*Records*
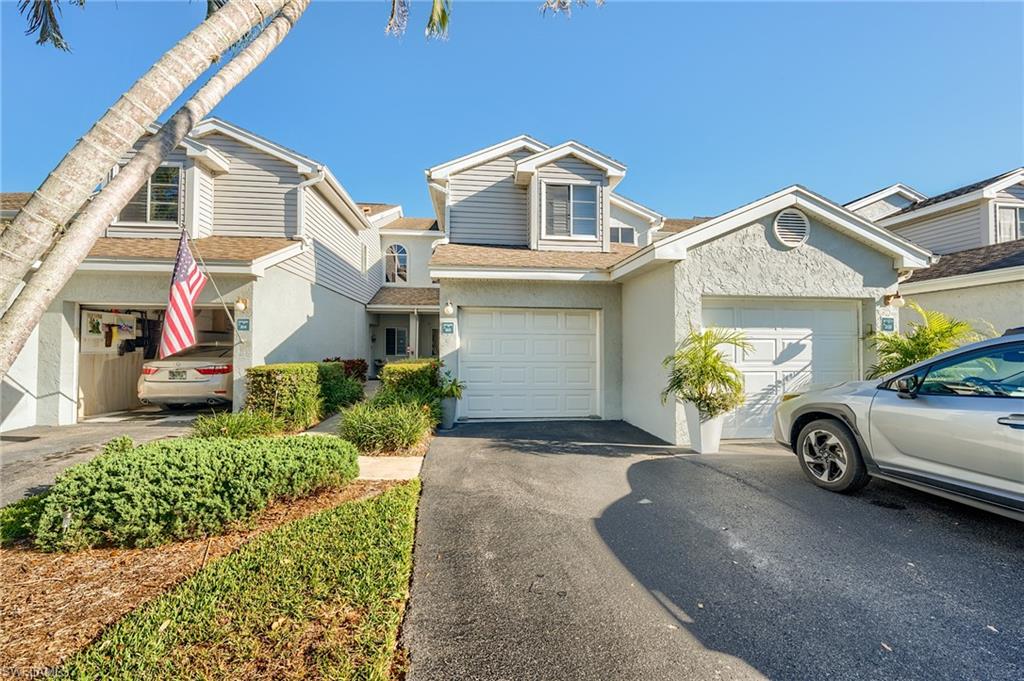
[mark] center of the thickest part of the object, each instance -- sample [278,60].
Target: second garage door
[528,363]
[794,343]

* * *

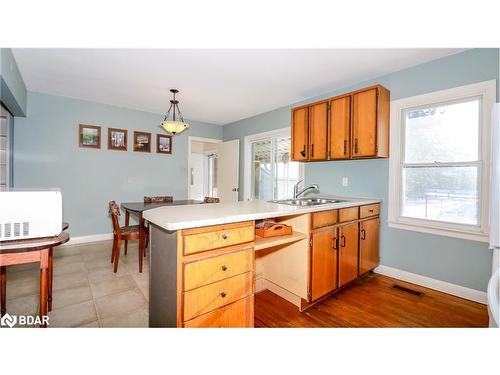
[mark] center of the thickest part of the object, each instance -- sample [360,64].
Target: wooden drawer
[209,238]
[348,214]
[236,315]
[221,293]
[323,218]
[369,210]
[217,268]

*Your task*
Look through the records for the string "sample". Copy every line that has it.

*Completed exercise*
[mark] center of the thickest part of the object, each instance -- sample [278,60].
[mark] center of the thickest part of the object, each instance -- sample [360,64].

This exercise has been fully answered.